[TASK TO CARRY OUT]:
Switch each occurrence of "bounding box" in the items below to "rectangle". Leave everything else unchanged.

[Stored data]
★ ★ ★
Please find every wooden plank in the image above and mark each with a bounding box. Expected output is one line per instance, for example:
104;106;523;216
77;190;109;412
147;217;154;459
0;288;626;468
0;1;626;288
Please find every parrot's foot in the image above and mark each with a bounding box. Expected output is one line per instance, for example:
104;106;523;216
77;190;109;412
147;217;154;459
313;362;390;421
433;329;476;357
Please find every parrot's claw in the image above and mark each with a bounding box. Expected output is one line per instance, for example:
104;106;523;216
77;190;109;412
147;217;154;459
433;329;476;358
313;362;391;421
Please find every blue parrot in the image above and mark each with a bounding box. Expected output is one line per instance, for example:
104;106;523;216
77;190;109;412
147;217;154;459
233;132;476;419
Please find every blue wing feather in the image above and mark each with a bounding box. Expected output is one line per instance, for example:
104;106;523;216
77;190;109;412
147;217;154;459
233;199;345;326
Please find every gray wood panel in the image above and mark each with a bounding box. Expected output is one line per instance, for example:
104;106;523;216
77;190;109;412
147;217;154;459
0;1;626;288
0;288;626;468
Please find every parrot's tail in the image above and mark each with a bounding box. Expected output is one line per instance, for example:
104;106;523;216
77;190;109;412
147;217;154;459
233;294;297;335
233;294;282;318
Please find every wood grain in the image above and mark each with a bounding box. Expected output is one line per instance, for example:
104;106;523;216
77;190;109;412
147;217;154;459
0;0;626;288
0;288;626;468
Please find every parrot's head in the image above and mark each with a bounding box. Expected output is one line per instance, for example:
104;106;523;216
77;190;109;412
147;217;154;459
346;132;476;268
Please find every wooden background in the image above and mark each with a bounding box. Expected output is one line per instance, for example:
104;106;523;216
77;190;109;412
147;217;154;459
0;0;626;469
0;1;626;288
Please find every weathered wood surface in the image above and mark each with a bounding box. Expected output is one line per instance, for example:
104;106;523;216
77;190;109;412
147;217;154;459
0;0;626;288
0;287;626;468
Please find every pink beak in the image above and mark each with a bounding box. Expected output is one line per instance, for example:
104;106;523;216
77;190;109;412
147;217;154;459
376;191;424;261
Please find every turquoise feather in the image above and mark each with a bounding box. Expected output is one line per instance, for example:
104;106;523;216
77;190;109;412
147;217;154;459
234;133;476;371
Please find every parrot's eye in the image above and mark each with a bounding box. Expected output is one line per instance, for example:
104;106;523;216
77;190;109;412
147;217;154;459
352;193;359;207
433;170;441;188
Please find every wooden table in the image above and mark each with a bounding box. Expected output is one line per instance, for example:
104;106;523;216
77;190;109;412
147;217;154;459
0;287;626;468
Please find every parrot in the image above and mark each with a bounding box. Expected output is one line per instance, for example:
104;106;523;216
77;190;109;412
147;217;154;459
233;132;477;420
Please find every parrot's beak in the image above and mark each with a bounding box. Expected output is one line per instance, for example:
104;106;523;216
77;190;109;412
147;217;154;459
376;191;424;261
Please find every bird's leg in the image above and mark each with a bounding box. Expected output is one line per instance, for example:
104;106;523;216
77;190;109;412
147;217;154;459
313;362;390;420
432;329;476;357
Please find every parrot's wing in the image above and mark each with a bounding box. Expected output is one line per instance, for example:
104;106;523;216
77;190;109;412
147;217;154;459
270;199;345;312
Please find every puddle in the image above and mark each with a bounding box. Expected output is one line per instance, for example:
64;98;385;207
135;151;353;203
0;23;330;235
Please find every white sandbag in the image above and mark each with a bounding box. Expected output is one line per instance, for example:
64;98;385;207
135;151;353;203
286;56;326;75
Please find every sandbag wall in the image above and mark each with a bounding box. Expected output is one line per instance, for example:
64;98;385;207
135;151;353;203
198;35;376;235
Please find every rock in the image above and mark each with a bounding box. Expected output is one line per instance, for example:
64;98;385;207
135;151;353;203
★ ★ ★
[SOLVED EXERCISE]:
Please find every wooden plank in the image above and mark each with a rectangle. Expected output is one line per instance, for example:
104;106;523;216
77;190;109;412
147;217;154;459
0;288;626;468
0;1;626;288
Please find every parrot's foot in the image above and mark each with a rectangle. Expected output is one line per instance, for example:
104;106;523;216
77;190;109;412
147;217;154;459
313;362;390;421
433;329;476;357
Please find every parrot's claw in the image above and mark each with a rectangle. Expected output is one line per instance, for example:
104;106;523;216
77;190;109;412
147;217;154;459
433;329;476;358
313;362;391;421
Please find every blue parrot in the image above and mark each with a rectangle. Expected output is one line per instance, for example:
104;106;523;216
77;190;109;412
147;217;154;459
233;132;476;419
Please find every blue wing feather in the image above and mark each with a rectangle. Expected output is one line per instance, for example:
104;106;523;216
77;190;109;412
147;217;154;459
233;199;345;326
Please find every gray wood panel in the image above and mark each with a rectangle. Expected output is one line per instance, for example:
104;106;523;216
77;190;109;412
147;217;154;459
0;1;626;288
0;288;626;468
Please find every parrot's tail in the image above and mark each with a rectangle. Expected output is one line per instance, for example:
104;106;523;216
77;190;109;412
147;217;154;459
233;294;297;335
233;294;282;318
Please find every wood grain in the image above and mark each with a rectangle. Expected output is one line per instance, for example:
104;106;523;216
77;190;109;412
147;217;154;459
0;0;626;288
0;288;626;468
Please find every parrot's head in the image above and mark each with a rectangle. Expected output is one line per instance, for example:
104;106;523;216
77;190;109;412
147;217;154;459
346;132;476;268
Please find every wooden background in the image above and mark each with a rectangle. Expected output is one line per instance, for example:
104;106;523;216
77;190;109;412
147;217;154;459
0;0;626;469
0;1;626;288
Please find every weathered wood surface in the image above and mark each with a rectangle. Expected output is one line per instance, for example:
104;106;523;216
77;190;109;412
147;217;154;459
0;0;626;288
0;287;626;468
Please find every pink beak in the image above and mark each with a rectangle. Expected output is one line per instance, for example:
104;106;523;216
77;190;109;412
147;217;154;459
376;191;424;261
Please find every turquoise feather in the image above and mark each with a rectangle. Expected output is one line per instance, for example:
104;106;523;216
77;190;109;412
147;217;154;459
234;133;476;371
Please find every parrot's eye in the image above and mark each with a rectangle. Expected output is one line per instance, for example:
104;106;523;216
77;190;109;412
147;217;154;459
352;193;359;207
433;170;441;188
Please find every wooden table in the image above and mark each with a rectangle. Expected output is one line per instance, for example:
104;106;523;216
77;190;109;412
147;217;154;459
0;287;626;468
Please find every parrot in the image above and mark each with a rectangle. Expected output is one line per instance, for example:
104;106;523;216
77;190;109;412
147;217;154;459
233;132;477;420
Please find every parrot's beak in the image above and mark each with a rectangle. Expected output is one line per instance, for example:
104;106;523;216
77;190;109;412
147;217;154;459
376;191;424;261
Please find every bird's leg in the image above and mark each with a rectangle. Expected output is one line per instance, for example:
104;106;523;216
77;190;109;412
147;217;154;459
313;362;390;420
432;329;476;357
Please find every parrot's wing in the image above and mark each with a rectangle. Expected output is one line per instance, for example:
104;106;523;216
77;190;109;412
147;217;154;459
270;199;345;312
Please find every puddle in the image above and mark each with a rectangle. Expected output is one line per instance, for example:
64;98;385;207
135;151;353;203
0;23;330;235
Please find every white sandbag in the image above and mark each with a rectangle. Expected output is one line per instance, for example:
64;98;385;207
135;151;353;203
286;56;326;75
Please find every sandbag wall in the image above and mark each with a rectangle. Expected output is one line per instance, for example:
64;98;385;207
135;151;353;203
198;35;376;235
Please find every rock in the image above and mark each with a rectangle. Expected output is one line per instance, for example:
64;98;385;207
135;151;353;203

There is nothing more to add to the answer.